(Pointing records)
=-=-=

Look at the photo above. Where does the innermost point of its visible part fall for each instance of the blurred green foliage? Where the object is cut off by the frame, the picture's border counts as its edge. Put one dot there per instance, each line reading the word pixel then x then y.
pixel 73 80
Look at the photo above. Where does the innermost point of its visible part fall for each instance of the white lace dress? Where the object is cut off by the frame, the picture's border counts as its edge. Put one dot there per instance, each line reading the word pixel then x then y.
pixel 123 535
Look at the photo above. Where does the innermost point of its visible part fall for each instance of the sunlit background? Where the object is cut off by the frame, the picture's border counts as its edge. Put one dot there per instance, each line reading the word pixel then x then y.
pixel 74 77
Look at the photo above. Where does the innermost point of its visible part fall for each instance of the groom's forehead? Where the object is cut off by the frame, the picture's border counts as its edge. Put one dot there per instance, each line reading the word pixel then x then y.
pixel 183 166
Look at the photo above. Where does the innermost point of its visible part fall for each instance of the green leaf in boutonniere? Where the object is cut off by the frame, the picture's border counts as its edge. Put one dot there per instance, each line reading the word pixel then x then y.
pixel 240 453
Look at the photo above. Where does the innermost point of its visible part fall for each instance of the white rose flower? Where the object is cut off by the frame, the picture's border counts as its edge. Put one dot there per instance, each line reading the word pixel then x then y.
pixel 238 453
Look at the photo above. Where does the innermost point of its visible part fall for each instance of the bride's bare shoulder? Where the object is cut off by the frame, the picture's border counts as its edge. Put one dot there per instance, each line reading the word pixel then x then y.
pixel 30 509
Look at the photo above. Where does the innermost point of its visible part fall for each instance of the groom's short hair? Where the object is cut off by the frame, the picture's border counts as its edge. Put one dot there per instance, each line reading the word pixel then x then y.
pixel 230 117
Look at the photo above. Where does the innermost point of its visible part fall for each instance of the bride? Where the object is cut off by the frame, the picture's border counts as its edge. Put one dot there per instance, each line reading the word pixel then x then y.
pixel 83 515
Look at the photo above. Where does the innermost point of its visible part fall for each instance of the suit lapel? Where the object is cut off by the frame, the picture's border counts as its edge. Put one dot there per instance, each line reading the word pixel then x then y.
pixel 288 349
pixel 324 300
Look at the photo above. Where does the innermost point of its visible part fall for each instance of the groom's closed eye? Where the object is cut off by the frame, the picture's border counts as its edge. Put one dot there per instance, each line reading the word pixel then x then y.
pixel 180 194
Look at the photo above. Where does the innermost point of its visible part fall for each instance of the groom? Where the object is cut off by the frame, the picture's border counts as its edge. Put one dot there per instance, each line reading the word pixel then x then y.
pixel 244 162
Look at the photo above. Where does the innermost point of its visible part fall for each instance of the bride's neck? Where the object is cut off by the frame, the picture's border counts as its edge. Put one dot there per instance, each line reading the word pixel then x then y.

=-=-=

* [EXERCISE PROMPT]:
Swap "dot" for "mark" everywhere it occurs in all of the items, and give the items again with nothing else changed.

* [FULL RESPONSE]:
Look at the photo above. Where does the innermost point of its visible part fall for each instance of the blurred green foliage? Where the object is cut off by the frame, the picture's border counts as its edge. Put one mark there per instance, each line reading the word pixel then x then y.
pixel 73 80
Look at the photo above. Where does the innermost point of its visible part fall for each instance of the white lace dress? Where the object is cut off by the frame, the picture's border counts as its edge. Put one mark there per instance, each line reading the word pixel then x then y.
pixel 123 535
Look at the photo above. Where does the innermost point of its visible part fall for each instance of the sunlit background? Where the object is cut off by the frame, the picture's border counts as its edge. Put one mark there per instance, each line reading the word pixel then x then y.
pixel 74 77
Look at the photo above. Where does the innermost point of its visible part fall for each instance of the groom's forehead? Where the object is cut off by the frame, the picture's border counts as its edge. Put one mark there per instance, each line reading the word pixel then x then y.
pixel 183 166
Look at the photo above. Where does the innermost point of its visible part fall for each instance of the green leaf in boutonniere? Where the object is cut off by the frame, the picture's border counts as its edge. Put one mark there per instance, each line reading the word pixel then x then y.
pixel 240 453
Look at the photo above. Where does the innermost point of its visible part fall for each instance of the white rose flower? Where the object is cut off by the frame, the picture's border counts as its edge. Put one mark there per instance, each line reading the word pixel then x then y.
pixel 238 453
Look at the photo above. Where does the innermost point of its visible part fall for each instance of the bride's bare shoulder? Where the object is cut off by the frame, the picture's border counts as its edge. Put one mark there per instance, each line reading the word pixel then x then y.
pixel 30 509
Look at the photo above. Where does the innermost point of its visible part fall for each instance of the groom's short hair? Where the object is cut off by the frame, the picture's border counts as its edge. Put one mark there per instance, each line reading the word pixel then x then y.
pixel 230 117
Look at the photo above. Where does the innermost point of its visible part fall for each instance of the bride? Where the object is cut off by the frame, the picture's border counts as its edge. Put one mark there per instance, each line reading the word pixel then x then y.
pixel 83 515
Look at the photo above. Where does the innermost point of its visible part fall for each instance of the suit lapel? Where the object is cut off by the frame, the picture's border counts as its edge. Put one mark there per instance, each line reading the word pixel then x then y.
pixel 288 349
pixel 324 300
Look at the photo above. Where does the innermost point of its visible part fall for each instance of the groom's closed eye? Where the object is cut off by the frame, the picture's border counts as its edge. Put one mark there per instance, each line reading the word pixel then x then y.
pixel 180 194
Look at the photo above. Where does the innermost point of its visible part fall for each instance of the groom? Where the object is cut off by the frame, the picture's border counts as its edge. Put one mark there per instance, each line reading the word pixel then x then y.
pixel 244 162
Look at the photo above. Where does the innermost point of its visible part fall for each instance of the bride's neck? Where the object is cut off by the frame, the picture's border counts as its edge. Put one mark there per instance, each line reading the word pixel then x then y.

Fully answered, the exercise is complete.